▸ Problem to work on
Transcribe the lines below verbatim, starting with the line that contains "Tag capybara's dark" and ending with the line that contains "233, 174, 283, 192", both included.

◆ ◆ ◆ ◆

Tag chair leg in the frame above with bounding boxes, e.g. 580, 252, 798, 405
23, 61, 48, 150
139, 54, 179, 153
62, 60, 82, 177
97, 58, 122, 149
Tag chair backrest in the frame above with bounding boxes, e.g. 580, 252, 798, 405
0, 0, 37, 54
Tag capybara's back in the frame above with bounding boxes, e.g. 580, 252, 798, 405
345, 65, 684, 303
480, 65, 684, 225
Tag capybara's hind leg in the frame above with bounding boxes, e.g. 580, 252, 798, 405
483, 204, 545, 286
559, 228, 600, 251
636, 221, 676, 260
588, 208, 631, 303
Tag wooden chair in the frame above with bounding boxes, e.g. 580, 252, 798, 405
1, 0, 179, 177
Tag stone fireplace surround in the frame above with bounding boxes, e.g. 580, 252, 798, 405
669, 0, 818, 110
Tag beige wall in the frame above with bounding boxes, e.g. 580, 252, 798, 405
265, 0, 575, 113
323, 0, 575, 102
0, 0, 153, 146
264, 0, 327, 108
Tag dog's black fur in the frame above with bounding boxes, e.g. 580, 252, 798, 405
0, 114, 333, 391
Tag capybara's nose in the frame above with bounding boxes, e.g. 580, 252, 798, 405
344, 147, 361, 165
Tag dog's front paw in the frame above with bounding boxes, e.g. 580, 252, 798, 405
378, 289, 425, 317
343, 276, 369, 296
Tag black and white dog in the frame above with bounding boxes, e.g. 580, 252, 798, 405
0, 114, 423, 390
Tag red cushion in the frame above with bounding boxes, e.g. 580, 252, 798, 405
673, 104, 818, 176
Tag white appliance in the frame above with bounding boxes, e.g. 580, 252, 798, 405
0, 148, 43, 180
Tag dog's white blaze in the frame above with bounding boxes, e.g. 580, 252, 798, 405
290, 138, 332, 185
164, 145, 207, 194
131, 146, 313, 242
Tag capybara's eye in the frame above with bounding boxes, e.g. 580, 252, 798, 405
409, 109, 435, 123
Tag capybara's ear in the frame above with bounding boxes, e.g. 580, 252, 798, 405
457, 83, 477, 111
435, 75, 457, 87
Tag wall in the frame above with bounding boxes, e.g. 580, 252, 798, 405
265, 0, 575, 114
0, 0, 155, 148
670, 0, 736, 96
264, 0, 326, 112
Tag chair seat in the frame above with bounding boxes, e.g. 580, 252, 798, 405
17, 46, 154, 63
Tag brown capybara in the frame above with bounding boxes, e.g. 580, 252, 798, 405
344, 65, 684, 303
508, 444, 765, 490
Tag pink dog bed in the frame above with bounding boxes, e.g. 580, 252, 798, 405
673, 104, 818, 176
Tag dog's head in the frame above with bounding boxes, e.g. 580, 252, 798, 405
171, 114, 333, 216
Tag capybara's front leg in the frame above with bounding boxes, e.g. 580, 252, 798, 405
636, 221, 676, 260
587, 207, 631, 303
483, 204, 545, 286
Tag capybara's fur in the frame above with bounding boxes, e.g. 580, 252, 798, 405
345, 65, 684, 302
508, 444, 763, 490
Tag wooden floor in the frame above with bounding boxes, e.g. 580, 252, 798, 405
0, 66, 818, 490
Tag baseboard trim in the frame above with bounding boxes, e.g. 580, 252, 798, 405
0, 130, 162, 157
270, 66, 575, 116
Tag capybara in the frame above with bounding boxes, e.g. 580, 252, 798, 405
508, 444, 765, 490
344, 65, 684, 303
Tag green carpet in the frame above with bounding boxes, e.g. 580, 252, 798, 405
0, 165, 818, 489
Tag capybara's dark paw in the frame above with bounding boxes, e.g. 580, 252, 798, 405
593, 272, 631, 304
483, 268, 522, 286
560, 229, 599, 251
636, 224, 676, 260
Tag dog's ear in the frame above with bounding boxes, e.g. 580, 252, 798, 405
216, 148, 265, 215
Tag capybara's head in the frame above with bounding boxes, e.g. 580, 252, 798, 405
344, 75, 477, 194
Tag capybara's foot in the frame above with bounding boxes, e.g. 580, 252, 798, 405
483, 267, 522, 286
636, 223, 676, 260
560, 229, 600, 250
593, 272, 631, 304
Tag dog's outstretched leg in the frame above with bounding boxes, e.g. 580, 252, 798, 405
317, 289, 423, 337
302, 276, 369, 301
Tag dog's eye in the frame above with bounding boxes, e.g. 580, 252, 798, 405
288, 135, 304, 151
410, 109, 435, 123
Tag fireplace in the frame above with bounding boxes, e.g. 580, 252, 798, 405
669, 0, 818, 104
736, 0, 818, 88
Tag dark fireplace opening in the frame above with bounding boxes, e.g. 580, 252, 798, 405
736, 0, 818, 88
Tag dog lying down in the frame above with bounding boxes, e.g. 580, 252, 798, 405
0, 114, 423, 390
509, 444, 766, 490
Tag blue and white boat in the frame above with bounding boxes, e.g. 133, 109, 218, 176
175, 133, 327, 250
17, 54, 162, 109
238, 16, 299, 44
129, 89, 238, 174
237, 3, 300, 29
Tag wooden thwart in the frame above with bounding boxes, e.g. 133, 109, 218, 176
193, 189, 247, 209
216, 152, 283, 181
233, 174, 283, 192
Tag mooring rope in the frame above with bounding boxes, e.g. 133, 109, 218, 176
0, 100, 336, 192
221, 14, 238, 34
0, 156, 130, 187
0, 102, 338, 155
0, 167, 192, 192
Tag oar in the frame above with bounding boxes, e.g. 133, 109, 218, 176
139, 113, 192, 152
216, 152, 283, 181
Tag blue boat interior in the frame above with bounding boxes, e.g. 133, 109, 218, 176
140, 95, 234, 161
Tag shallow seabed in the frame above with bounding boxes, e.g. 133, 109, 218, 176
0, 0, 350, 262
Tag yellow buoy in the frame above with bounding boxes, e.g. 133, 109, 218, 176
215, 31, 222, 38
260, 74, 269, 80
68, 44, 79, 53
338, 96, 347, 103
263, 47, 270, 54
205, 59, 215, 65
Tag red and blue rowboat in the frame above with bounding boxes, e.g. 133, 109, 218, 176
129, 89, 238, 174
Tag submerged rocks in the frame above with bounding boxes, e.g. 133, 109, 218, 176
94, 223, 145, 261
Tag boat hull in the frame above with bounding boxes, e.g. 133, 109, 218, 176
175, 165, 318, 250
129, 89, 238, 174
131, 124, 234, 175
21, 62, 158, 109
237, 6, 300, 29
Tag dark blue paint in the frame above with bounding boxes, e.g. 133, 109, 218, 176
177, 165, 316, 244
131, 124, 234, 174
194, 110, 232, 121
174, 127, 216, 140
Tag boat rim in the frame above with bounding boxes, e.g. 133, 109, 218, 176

◆ ◆ ◆ ◆

▸ Problem solution
Tag capybara's dark paw in the frame above with bounding boxes, e.g. 580, 252, 798, 405
593, 272, 631, 304
483, 268, 522, 286
560, 229, 599, 251
636, 224, 676, 260
Tag dog's ear in the frame above with bounding boxes, e.g. 580, 252, 798, 405
216, 148, 265, 215
Tag capybara's head in the frame above with bounding boxes, e.g. 580, 252, 798, 405
344, 75, 477, 194
Tag capybara's foot in the frame above with bounding boxes, e.g. 580, 252, 798, 405
483, 267, 522, 286
636, 223, 676, 260
560, 229, 600, 250
593, 272, 631, 304
Tag dog's outstretched leg in the frame above with bounding boxes, e.g. 580, 252, 798, 405
317, 289, 423, 337
302, 276, 369, 301
Tag dog's eye in the frame above with bounding boxes, e.g. 580, 252, 798, 405
288, 135, 304, 151
410, 109, 435, 123
Tag fireplace in the frame above with bounding boxes, e.g. 580, 252, 798, 405
669, 0, 818, 104
736, 0, 818, 88
Tag dark fireplace opening in the frame above with bounding boxes, e.g. 580, 252, 798, 405
736, 0, 818, 88
Tag dog lying down in the frame above with bounding boxes, e.g. 580, 252, 798, 405
0, 114, 423, 390
509, 444, 766, 490
Tag blue and white boat in the frame above with bounding boxes, e.g. 133, 109, 218, 176
175, 133, 327, 250
17, 54, 162, 109
238, 16, 299, 44
129, 89, 238, 174
237, 3, 300, 29
Tag wooden thwart in the frame above with bounding boxes, e.g. 133, 109, 218, 176
193, 189, 247, 209
216, 152, 283, 181
233, 174, 283, 192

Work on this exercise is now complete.